## Выбранный отрывок
— Давай руку. Прыгаем вместе, — сказал мне розоволицый мужик в «москвичке», бывшей модной одеждой в шестидесятые годы. И мы прыгнули, рука в руку, чтоб устойчивей приземлиться. И приземлились, сбив с ног пару милиционеров. Вместе с нами и вслед за нами сыпались с камазов бесчисленные «парашютисты»… Сцепившись вместе, схватив друг друга под руки, мы бежали и сшибали МВД с ног, разрывая их цепи…
Я потом подсчитал, что в тот день мы прорвали солдатско-милицейские цепи восемь раз! Мы бы дошли до Кремля, я уверен, и взяли бы и его, если бы не наши путаники-командиры. Командиры присылали к нам гонцов, майоров, полковников и капитанов, все были в форме и потому убедительны. И приказывали нам вернуться назад, потому что, видите ли, общая масса манифестантов не поспевает за нами и осталась далеко позади. Мы с грустью либо медлили по просьбе командиров, либо даже отходили назад, опять пробиваясь сквозь цепи солдат и милиции. Пока мы медлили, наши противники сколачивали группы для отпора нам, передислоцировались. В конце концов идиоты, наши командиры, не нашли ничего лучшего, как объявить перерыв, это в явно начавшемся восстании, — перерыв, идиоты вы, ныне уже старые, до 16 часов — и просили всех прийти… куда, я уже не помню.

## Что нужно сделать
(1) Ответьте на вопросы по воспоминанию о прорыве цепей:
(a) В какой одежде был розоволицый мужик, предложивший прыгать вместе?
(b) Сколько раз, по подсчету рассказчика, в тот день были прорваны солдатско-милицейские цепи?
(c) До скольких часов командиры объявили перерыв?
(2) Перечислите все воинские звания гонцов, которых командиры присылали к рассказчику и его спутникам, согласно воспоминанию о прорыве цепей.
(3) Напишите продолжение воспоминания о прорыве солдатско-милицейских цепей, начиная сразу после его последней фразы.
Записи здесь никакой роли не играют.

## Список записей
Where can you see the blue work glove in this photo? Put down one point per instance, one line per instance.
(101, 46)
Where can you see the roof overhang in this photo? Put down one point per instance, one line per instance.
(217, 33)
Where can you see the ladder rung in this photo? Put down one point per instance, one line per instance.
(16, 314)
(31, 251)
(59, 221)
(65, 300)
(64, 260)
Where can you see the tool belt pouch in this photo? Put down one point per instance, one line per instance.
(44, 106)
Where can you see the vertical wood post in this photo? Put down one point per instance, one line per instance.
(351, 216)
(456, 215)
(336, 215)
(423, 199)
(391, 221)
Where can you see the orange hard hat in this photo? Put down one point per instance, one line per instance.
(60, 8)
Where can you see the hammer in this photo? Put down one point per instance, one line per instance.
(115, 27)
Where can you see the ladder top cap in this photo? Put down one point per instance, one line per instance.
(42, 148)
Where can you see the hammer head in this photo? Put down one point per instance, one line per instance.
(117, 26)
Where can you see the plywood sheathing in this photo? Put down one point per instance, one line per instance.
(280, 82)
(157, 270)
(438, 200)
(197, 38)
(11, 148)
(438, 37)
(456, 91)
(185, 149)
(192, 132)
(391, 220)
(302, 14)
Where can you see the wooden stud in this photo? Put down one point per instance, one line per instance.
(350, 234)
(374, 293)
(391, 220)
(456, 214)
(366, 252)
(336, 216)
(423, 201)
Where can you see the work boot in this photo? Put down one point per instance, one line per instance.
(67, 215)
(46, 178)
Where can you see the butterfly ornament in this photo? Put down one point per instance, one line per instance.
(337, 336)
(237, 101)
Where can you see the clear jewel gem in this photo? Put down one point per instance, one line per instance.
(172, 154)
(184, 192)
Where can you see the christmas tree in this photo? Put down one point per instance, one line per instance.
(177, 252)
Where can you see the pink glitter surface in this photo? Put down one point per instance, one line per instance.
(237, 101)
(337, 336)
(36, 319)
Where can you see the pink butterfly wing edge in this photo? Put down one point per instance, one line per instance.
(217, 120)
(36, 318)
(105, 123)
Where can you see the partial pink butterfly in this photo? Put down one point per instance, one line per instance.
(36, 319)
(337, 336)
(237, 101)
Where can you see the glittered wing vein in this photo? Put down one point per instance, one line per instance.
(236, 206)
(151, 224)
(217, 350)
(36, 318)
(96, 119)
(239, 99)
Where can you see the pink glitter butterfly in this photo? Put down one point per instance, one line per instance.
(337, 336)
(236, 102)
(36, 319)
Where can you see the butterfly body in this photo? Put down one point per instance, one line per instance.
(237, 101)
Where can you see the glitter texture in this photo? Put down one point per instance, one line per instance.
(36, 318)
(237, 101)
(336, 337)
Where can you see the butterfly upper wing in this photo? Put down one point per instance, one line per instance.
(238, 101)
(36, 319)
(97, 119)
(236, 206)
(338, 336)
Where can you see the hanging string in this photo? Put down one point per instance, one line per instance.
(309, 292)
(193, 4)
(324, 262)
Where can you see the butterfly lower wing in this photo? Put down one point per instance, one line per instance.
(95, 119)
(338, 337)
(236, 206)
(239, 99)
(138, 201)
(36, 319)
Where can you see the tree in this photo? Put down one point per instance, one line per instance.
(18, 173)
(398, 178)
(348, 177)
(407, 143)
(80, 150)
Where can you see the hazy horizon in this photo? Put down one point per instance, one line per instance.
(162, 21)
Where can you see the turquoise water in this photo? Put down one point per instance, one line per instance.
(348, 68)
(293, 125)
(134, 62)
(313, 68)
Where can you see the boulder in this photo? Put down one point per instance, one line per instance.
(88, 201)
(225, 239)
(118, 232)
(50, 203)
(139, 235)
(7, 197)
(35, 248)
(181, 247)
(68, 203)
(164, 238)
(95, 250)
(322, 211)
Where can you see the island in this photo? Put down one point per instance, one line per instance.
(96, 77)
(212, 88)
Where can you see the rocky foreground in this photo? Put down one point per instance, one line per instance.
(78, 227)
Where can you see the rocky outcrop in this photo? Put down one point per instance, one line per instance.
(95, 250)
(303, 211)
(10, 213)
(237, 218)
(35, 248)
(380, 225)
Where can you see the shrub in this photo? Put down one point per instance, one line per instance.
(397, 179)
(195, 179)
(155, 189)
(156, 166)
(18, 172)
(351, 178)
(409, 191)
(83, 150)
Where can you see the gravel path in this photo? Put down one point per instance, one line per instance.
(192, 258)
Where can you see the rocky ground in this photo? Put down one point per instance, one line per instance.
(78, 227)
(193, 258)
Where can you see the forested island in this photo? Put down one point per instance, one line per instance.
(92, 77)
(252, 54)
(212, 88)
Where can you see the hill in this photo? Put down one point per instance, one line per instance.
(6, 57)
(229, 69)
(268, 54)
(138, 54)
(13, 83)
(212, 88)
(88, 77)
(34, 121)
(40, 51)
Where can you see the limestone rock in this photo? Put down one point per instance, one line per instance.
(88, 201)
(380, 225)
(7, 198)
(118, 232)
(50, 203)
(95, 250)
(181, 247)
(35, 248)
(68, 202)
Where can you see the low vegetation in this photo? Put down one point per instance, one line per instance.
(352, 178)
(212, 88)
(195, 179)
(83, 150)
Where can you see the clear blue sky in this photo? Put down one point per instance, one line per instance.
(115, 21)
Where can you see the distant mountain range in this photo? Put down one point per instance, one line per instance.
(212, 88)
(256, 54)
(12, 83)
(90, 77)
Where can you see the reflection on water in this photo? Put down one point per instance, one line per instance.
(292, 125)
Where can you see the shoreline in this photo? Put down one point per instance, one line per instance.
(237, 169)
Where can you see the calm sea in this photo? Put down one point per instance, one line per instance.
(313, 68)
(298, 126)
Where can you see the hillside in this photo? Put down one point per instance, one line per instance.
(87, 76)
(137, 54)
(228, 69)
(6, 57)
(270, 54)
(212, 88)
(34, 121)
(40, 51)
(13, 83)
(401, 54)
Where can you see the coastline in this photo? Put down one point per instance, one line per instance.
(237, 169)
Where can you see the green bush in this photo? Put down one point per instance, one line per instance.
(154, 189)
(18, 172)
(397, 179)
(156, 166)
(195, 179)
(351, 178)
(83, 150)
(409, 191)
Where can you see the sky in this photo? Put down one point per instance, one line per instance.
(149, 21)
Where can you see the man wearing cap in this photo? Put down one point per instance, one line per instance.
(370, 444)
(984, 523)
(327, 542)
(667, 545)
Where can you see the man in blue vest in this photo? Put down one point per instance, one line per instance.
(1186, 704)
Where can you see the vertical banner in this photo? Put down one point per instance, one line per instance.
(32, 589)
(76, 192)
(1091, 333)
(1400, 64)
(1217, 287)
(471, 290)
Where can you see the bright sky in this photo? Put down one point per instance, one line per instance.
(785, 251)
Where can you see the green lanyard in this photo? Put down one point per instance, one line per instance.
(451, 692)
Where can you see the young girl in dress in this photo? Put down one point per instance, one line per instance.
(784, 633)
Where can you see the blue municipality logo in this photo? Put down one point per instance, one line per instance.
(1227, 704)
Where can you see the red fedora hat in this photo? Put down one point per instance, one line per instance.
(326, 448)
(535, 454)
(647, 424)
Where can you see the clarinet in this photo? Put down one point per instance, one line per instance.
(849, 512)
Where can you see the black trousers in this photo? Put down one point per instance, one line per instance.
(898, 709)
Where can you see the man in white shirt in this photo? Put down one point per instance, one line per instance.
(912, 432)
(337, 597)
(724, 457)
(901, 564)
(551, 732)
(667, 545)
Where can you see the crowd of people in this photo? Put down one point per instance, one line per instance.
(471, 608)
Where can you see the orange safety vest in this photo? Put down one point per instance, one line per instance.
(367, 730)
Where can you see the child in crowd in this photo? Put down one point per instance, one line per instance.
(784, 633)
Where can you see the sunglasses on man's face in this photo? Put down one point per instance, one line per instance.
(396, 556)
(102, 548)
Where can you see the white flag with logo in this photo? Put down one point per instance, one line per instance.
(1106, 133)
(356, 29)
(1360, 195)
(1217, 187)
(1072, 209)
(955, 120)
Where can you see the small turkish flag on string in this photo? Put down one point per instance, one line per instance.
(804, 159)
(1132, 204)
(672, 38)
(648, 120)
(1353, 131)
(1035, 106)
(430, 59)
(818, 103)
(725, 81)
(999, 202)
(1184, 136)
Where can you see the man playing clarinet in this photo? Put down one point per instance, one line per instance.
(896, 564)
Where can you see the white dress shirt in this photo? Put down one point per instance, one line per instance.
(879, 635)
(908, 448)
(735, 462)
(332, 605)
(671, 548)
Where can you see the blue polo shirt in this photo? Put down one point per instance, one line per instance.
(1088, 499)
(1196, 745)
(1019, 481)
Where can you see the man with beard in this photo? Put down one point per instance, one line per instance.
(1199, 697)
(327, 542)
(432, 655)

## Ответы
(1)
(a) В «москвичке».
(b) Восемь раз.
(c) До 16 часов.

(2) Майоры, полковники, капитаны.

(3)
Громко ругая командиров, люди всё же расходились. Командиры были, на нашу беду, в военной форме, потому убедительны. Мы же — простой народ, думали мы все, что мы в тактике и стратегии понимаем? Ничего не понимаем. Я выбрался из реки, потом из ручейков людей и побрел к издателю моих книг. Там меня ожидали телевизионщики, как их называли тогда. Интервью хотели. Голова моя была на треть крупнее, чем обычно. Резиновой дубиной, входившей у правоохранителей в моду, меня огрел несколько раз старательный холуй режима…
Я навсегда запомнил совершенно бесстрашных моих соседей по цепи, того краснощекого в «москвичке» мужика, он был выше меня и бежал слева, и корявого маленького мужичонку справа. Нас троих так и не смогли разорвать в восьми атаках. Когда я теперь думаю о русском народе, а я делаю это часто, я думаю об этих мужиках, иногда на глаза мои даже навертываются слезы. В быту они, наверно, невыносимы, скажем, в своем дворе, отъявленные, скорее всего, расисты, а может, и пьянь. Ну да и я не ангел, дело-то не в наших качествах, дело в исторической России.
Я выуживаю из времени — «вот, вот он!» — цепляя, и такой трагический эпизод.
Издательство «Совершенно секретно» в лице Артема Боровика пригласило меня на обед в кооперативный ресторан на Лесной улице. Я начал отнекиваться, спасибо, мол, нет времени, не надо, я не привык к вашим этим «в вашу честь», тосты начнете произносить, я привык к сухой европейской деловитости. Артем Боровик заверил меня, что всё будет просто, хозяин кооперативного ресторана — друг, посещающие ресторан бандиты — все добрые знакомые. Поедим мяса, зелени, у них там кинза свежая. Выпьем. Пошутим.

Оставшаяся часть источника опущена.